Most other nights, Isaac slept soundly. He was a creature of the last turning of the centuries when sleep seemed to come more easily. Things were clear to him. He was loyal, a believer in dignity, honor, and effort. He taught Sunday school. He paid cash, a fact noted in a directory published by the Giles Mercantile Agency and meant to be held in strictest confidence. The small red book fit into a vest pocket and listed nearly all Galveston's established citizens—its police officers, bankers, waiters, clerics, tobacconists, undertakers, tycoons, and shipping agents—and rated them for credit-worthiness, basing this appraisal on secret reports filed anonymously by friends and enemies. An asterisk beside a name meant trouble, "Inquire at Office," and marred the fiscal reputations of such people as Joe Amando, tamale vendor; Noah Allen, attorney; Ida Cherry, widow; and August Rollfing, housepainter. Isaac Cline got the highest rating, a "B," for "Pays Well, Worthy of Credit." In November of 1893, two years after Isaac arrived in Galveston to open the Texas Section of the new U.S. Weather Bureau, a government inspector wrote: "I suppose there is not a man in the Service on Station Duty who does more real work than he. . . . He takes a remarkable degree of interest in his work, and has a great pride in making his station one of the best and most important in the country, as it is now."

▶ _Raw records_
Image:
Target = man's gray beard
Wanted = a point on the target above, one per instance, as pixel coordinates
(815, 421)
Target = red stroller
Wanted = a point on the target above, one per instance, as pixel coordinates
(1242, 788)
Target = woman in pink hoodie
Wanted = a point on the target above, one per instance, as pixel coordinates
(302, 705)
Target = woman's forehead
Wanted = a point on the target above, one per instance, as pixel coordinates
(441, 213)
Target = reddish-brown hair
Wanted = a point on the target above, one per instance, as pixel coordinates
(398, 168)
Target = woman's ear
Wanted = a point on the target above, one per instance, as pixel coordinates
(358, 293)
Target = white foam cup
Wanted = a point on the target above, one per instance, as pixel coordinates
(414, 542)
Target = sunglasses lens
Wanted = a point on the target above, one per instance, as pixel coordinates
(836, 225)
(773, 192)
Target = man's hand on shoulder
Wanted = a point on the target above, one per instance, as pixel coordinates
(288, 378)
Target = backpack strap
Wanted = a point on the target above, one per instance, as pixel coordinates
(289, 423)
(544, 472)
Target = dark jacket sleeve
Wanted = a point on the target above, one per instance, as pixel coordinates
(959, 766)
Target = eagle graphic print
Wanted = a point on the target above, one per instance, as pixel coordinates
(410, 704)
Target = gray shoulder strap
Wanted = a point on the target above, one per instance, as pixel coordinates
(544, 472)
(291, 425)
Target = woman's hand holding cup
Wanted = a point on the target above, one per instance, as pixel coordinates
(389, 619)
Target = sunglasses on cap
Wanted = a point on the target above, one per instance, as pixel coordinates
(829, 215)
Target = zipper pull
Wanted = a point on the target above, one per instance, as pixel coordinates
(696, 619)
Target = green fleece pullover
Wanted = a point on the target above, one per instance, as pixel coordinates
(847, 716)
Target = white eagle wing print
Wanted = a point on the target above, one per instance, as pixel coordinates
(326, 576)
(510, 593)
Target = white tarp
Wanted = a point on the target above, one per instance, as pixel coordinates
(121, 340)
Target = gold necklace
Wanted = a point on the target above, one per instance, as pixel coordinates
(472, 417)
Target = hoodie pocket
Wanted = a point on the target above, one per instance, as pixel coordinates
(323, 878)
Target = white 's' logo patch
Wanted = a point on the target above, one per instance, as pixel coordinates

▶ _Jobs_
1. In the passage about Isaac Cline, what rating did the Giles Mercantile Agency directory give him?
2. Say whether each statement agrees with the passage about Isaac Cline, and quote the words that decide it: (a) Isaac taught Sunday school. (b) The credit directory was a large volume kept at the agency's office. (c) Isaac arrived in Galveston in 1893.
3. Write a continuation of the passage about Isaac Cline, starting after its last sentence.
The entries are separate material and have no connection to the passage about Isaac Cline.

▶ _Answers to each task_
1. He got the highest rating, a "B," for "Pays Well, Worthy of Credit."

2.
(a) Yes: "He taught Sunday school."
(b) No: "The small red book fit into a vest pocket"
(c) No: "In November of 1893, two years after Isaac arrived in Galveston"

3.
Upon first meeting Isaac, men found him to be modest and self-effacing, but those who came to know him well saw a hardness and confidence that verged on conceit. A New Orleans photographer captured this aspect in a photograph that is so good, with so much attention to the geometries of composition and light, it could be a portrait in oil. The background is black; Isaac's suit is black. His shirt is the color of bleached bone. He has a mustache and goatee and wears a straw hat, not the rigid cake-plate variety, but one with a sweeping scimitar brim that imparts to him the look of a French painter or riverboat gambler. A darkness suffuses the photograph. The brim shadows the top of his face. His eyes gleam from the darkness. Most striking is the careful positioning of his hands. His right rests in his lap, gripping what could be a pair of gloves. His left is positioned in midair so that the diamond on his pinkie sparks with the intensity of a star.
        
There is a secret embedded in this photograph. For now, however, suffice it to say the portrait suggests vanity, that Isaac was aware of himself and how he moved through the day, and saw himself as something bigger than a mere recorder of rainfall and temperature. He was a scientist, not some farmer who gauged the weather by aches in a rheumatoid knee. Isaac personally had encountered and explained some of the strangest atmospheric phenomena a weatherman could ever hope to experience, but also had read the works of the most celebrated meteorologists and physical geographers of the nineteenth century, men like Henry Piddington, Matthew Fontaine Maury, William Redfield, and James Espy, and he had followed their celebrated hunt for the Law of Storms. He believed deeply that he understood it all.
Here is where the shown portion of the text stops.